- [Required task]:
Return every entry exactly as written.

§ §

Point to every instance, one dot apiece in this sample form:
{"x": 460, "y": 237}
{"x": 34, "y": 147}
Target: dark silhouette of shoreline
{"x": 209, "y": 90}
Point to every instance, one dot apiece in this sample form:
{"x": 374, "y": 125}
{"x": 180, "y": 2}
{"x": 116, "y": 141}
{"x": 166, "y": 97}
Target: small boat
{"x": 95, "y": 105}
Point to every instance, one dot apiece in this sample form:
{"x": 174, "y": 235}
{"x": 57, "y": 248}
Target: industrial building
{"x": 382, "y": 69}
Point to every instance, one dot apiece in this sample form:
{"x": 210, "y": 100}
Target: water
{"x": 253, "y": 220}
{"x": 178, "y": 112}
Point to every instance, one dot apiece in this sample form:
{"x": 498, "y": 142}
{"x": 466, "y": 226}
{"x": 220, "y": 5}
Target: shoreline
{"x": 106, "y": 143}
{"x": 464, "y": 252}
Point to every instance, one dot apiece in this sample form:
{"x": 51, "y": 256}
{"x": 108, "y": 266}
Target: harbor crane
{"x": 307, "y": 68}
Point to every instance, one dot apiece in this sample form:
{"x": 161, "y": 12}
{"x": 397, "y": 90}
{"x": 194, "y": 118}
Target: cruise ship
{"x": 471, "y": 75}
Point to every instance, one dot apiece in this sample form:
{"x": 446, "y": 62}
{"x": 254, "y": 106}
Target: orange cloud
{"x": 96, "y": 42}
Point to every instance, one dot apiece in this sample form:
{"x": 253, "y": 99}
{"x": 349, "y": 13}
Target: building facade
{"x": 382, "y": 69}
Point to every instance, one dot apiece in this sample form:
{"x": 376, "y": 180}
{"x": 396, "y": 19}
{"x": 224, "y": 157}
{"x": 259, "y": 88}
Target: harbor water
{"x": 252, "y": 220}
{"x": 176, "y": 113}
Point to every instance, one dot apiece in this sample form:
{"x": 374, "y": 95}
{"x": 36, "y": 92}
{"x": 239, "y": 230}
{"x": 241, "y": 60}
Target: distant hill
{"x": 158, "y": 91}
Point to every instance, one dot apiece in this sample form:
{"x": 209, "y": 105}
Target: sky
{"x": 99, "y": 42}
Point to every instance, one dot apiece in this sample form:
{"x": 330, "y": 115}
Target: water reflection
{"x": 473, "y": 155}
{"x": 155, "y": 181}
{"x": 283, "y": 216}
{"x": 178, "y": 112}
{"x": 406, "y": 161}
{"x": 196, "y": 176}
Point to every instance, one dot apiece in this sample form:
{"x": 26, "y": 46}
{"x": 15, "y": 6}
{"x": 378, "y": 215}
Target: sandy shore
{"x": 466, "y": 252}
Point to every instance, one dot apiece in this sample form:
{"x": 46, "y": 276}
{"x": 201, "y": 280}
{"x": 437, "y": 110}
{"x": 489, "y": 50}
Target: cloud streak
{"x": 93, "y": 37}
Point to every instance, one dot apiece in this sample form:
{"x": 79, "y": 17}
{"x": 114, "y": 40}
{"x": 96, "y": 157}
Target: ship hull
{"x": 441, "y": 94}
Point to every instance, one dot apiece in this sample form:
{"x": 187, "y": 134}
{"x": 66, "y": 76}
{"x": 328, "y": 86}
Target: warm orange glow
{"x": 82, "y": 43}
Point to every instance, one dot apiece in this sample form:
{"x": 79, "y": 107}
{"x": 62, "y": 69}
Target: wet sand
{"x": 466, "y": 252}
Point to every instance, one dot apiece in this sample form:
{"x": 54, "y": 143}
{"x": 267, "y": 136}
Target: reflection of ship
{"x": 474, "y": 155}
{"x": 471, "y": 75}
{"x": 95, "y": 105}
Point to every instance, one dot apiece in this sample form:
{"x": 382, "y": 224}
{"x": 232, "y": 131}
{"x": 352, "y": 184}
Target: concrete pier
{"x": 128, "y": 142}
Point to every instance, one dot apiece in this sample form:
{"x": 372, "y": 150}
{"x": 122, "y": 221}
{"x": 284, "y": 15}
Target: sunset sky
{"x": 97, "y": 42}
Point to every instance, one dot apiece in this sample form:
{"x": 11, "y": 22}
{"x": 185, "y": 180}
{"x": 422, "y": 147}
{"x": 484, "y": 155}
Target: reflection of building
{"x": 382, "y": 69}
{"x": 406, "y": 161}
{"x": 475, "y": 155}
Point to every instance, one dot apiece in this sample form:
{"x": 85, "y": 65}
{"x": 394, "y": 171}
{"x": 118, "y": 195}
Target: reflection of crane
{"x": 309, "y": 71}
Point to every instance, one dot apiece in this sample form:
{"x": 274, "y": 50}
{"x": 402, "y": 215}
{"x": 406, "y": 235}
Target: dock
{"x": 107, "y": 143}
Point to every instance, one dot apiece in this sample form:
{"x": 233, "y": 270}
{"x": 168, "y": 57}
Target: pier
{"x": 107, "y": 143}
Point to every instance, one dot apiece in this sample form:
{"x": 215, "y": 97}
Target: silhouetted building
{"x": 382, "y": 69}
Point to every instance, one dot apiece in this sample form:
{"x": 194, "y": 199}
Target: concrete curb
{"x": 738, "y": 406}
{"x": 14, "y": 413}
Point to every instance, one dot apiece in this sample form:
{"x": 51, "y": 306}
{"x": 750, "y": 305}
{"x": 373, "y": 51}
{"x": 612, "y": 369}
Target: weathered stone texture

§ §

- [Reply to the task]:
Point to every instance, one dot apiece in this sample form:
{"x": 460, "y": 237}
{"x": 34, "y": 147}
Target: dark silhouette of shoreline
{"x": 209, "y": 90}
Point to every instance, one dot apiece in this sample form:
{"x": 374, "y": 125}
{"x": 180, "y": 2}
{"x": 116, "y": 141}
{"x": 166, "y": 97}
Target: small boat
{"x": 95, "y": 105}
Point to every instance, one dot apiece in this sample form:
{"x": 174, "y": 235}
{"x": 57, "y": 248}
Target: industrial building
{"x": 382, "y": 69}
Point to every instance, one dot apiece in this sample form:
{"x": 210, "y": 100}
Target: water
{"x": 253, "y": 220}
{"x": 178, "y": 112}
Point to every instance, one dot apiece in this sample form:
{"x": 498, "y": 142}
{"x": 466, "y": 226}
{"x": 220, "y": 5}
Target: shoreline
{"x": 106, "y": 143}
{"x": 464, "y": 252}
Point to every instance, one dot apiece in this sample form:
{"x": 51, "y": 256}
{"x": 108, "y": 266}
Target: harbor crane
{"x": 307, "y": 68}
Point to every instance, one dot apiece in this sample form:
{"x": 161, "y": 12}
{"x": 397, "y": 90}
{"x": 194, "y": 118}
Target: cruise ship
{"x": 471, "y": 75}
Point to every instance, one dot apiece in this sample form:
{"x": 446, "y": 62}
{"x": 254, "y": 106}
Target: orange cloud
{"x": 96, "y": 42}
Point to every instance, one dot apiece in this sample form:
{"x": 253, "y": 99}
{"x": 349, "y": 13}
Target: building facade
{"x": 382, "y": 69}
Point to every instance, one dot apiece in this sample form:
{"x": 376, "y": 180}
{"x": 396, "y": 19}
{"x": 224, "y": 157}
{"x": 259, "y": 88}
Target: harbor water
{"x": 252, "y": 220}
{"x": 176, "y": 113}
Point to every instance, one dot apiece in this sample form:
{"x": 374, "y": 95}
{"x": 36, "y": 92}
{"x": 239, "y": 230}
{"x": 241, "y": 60}
Target: distant hill
{"x": 158, "y": 91}
Point to every instance, one dot apiece in this sample form:
{"x": 209, "y": 105}
Target: sky
{"x": 99, "y": 42}
Point to every instance, one dot apiece in this sample form:
{"x": 330, "y": 115}
Target: water reflection
{"x": 473, "y": 155}
{"x": 155, "y": 181}
{"x": 283, "y": 216}
{"x": 178, "y": 112}
{"x": 406, "y": 161}
{"x": 196, "y": 176}
Point to every instance, one dot apiece in this sample form:
{"x": 26, "y": 46}
{"x": 15, "y": 6}
{"x": 378, "y": 215}
Target: sandy shore
{"x": 466, "y": 252}
Point to every instance, one dot apiece in this sample form:
{"x": 46, "y": 276}
{"x": 201, "y": 280}
{"x": 437, "y": 110}
{"x": 489, "y": 50}
Target: cloud streak
{"x": 93, "y": 37}
Point to every instance, one dot apiece in this sample form:
{"x": 79, "y": 17}
{"x": 114, "y": 40}
{"x": 96, "y": 157}
Target: ship hull
{"x": 441, "y": 94}
Point to every instance, one dot apiece in this sample form:
{"x": 187, "y": 134}
{"x": 66, "y": 76}
{"x": 328, "y": 86}
Target: warm orange glow
{"x": 82, "y": 43}
Point to every instance, one dot apiece in this sample form:
{"x": 79, "y": 107}
{"x": 62, "y": 69}
Target: wet sand
{"x": 466, "y": 252}
Point to every instance, one dot apiece in this sample form:
{"x": 54, "y": 143}
{"x": 267, "y": 136}
Target: reflection of ship
{"x": 474, "y": 155}
{"x": 471, "y": 75}
{"x": 95, "y": 105}
Point to every instance, one dot apiece in this sample form:
{"x": 382, "y": 224}
{"x": 232, "y": 131}
{"x": 352, "y": 184}
Target: concrete pier
{"x": 128, "y": 142}
Point to every instance, one dot apiece in this sample form:
{"x": 372, "y": 150}
{"x": 122, "y": 221}
{"x": 284, "y": 15}
Target: sunset sky
{"x": 97, "y": 42}
Point to every instance, one dot apiece in this sample form:
{"x": 11, "y": 22}
{"x": 185, "y": 180}
{"x": 422, "y": 147}
{"x": 484, "y": 155}
Target: reflection of building
{"x": 382, "y": 69}
{"x": 406, "y": 161}
{"x": 475, "y": 155}
Point to every instance, one dot apiece in this sample form:
{"x": 85, "y": 65}
{"x": 394, "y": 171}
{"x": 118, "y": 195}
Target: reflection of crane
{"x": 309, "y": 71}
Point to every instance, one dot apiece in this sample form:
{"x": 274, "y": 50}
{"x": 402, "y": 215}
{"x": 406, "y": 235}
Target: dock
{"x": 107, "y": 143}
Point to every instance, one dot apiece in this sample form:
{"x": 233, "y": 270}
{"x": 168, "y": 57}
Target: pier
{"x": 107, "y": 143}
Point to every instance, one dot apiece in this sample form:
{"x": 215, "y": 97}
Target: silhouetted building
{"x": 382, "y": 69}
Point to every instance, one dot apiece in this sample form:
{"x": 194, "y": 199}
Target: concrete curb
{"x": 738, "y": 406}
{"x": 14, "y": 413}
Point to every instance, one dot apiece in this sample form:
{"x": 51, "y": 306}
{"x": 750, "y": 305}
{"x": 373, "y": 51}
{"x": 612, "y": 369}
Target: weathered stone texture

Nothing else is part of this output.